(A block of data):
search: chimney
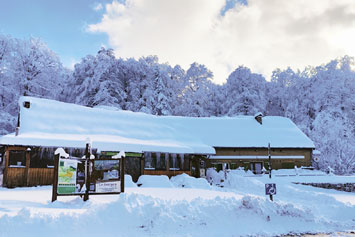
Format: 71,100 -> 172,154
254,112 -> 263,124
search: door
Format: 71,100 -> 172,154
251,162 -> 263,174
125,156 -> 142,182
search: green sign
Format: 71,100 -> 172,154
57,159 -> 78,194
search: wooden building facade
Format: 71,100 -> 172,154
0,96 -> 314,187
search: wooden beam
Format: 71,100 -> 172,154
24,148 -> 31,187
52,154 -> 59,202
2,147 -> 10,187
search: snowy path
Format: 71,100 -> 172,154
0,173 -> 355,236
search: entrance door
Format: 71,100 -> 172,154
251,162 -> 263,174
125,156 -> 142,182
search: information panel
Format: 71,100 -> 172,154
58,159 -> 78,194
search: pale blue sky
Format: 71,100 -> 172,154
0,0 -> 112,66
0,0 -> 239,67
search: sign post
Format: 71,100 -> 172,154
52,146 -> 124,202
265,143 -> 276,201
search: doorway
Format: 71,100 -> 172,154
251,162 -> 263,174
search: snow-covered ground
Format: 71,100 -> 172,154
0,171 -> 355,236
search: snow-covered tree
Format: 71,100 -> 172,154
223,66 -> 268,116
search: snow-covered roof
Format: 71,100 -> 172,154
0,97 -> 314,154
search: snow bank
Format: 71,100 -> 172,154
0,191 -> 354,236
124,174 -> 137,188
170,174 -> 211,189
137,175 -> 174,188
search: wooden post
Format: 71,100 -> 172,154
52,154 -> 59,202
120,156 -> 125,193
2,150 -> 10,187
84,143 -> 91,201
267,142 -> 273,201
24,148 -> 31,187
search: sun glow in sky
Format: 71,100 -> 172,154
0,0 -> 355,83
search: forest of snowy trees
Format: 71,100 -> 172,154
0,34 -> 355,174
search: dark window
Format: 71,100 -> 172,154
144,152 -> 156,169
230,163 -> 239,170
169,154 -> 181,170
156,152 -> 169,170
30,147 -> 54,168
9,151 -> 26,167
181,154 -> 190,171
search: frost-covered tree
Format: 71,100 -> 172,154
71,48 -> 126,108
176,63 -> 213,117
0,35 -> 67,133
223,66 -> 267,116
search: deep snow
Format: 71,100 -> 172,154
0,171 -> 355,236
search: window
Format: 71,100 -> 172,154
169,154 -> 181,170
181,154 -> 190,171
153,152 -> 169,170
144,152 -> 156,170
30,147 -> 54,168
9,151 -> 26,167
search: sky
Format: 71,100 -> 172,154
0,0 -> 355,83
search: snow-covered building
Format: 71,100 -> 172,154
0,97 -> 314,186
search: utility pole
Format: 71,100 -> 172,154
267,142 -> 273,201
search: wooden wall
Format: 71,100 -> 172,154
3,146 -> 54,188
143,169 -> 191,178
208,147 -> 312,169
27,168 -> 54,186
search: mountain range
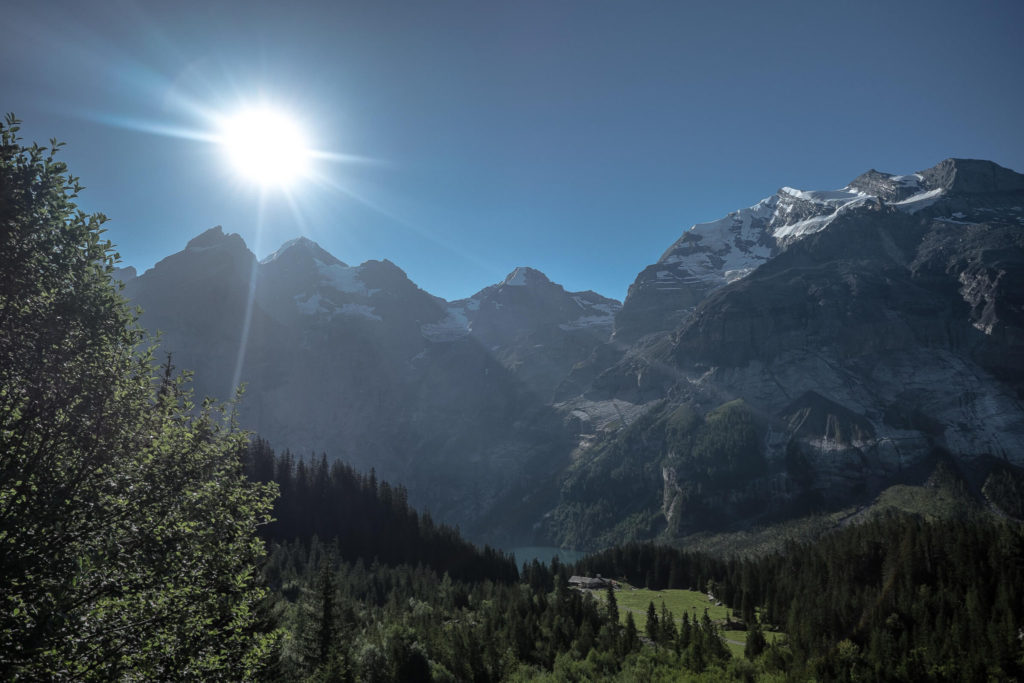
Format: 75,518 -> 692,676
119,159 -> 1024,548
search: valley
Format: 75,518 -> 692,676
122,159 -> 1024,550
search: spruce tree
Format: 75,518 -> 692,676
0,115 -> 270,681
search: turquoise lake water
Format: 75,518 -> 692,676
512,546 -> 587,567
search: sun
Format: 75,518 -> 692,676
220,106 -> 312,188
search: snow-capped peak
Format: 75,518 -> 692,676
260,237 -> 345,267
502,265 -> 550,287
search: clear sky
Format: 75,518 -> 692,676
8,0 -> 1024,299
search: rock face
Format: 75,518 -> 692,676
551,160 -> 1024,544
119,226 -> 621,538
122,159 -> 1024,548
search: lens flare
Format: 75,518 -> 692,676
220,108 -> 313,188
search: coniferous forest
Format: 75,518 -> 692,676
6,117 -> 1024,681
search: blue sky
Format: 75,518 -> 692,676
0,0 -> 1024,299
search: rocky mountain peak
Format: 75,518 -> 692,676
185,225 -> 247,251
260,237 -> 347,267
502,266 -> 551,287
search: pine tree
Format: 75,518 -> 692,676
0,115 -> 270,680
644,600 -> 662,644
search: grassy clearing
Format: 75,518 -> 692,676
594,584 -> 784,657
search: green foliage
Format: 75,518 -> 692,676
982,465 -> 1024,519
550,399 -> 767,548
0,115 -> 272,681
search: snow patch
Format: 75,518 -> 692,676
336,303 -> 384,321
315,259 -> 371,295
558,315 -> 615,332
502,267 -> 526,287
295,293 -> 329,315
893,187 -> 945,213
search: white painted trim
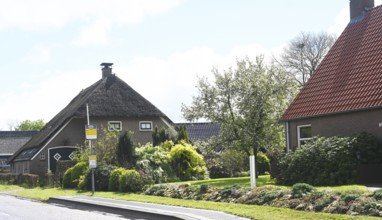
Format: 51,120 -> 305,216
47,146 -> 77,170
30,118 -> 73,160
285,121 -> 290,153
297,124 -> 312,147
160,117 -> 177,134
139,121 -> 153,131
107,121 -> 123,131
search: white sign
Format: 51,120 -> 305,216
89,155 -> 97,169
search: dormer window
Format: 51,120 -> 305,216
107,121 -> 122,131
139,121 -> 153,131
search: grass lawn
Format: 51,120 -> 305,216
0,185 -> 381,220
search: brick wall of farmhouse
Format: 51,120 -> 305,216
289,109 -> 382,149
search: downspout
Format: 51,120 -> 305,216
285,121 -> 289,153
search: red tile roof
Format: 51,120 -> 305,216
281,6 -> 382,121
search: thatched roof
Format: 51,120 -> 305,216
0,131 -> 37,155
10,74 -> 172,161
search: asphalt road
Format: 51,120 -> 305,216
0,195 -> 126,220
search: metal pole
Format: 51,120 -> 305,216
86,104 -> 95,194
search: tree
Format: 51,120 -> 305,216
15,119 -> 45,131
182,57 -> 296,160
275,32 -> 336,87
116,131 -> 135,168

(DESCRIPTION OF THE TASK):
Copy the lines above word for word, starting with the line that contains "search: thatched roof" and continuing through the last line of the items.

(RIGHT ANSWER):
search: thatched roof
Format: 51,120 -> 305,216
0,131 -> 37,155
10,74 -> 172,161
search: asphalt road
Format: 51,120 -> 305,216
0,195 -> 126,220
search: metal pole
Format: 51,120 -> 305,216
86,104 -> 95,194
search: tree
Format: 51,120 -> 305,216
15,119 -> 45,131
182,57 -> 296,160
275,32 -> 336,87
116,131 -> 135,168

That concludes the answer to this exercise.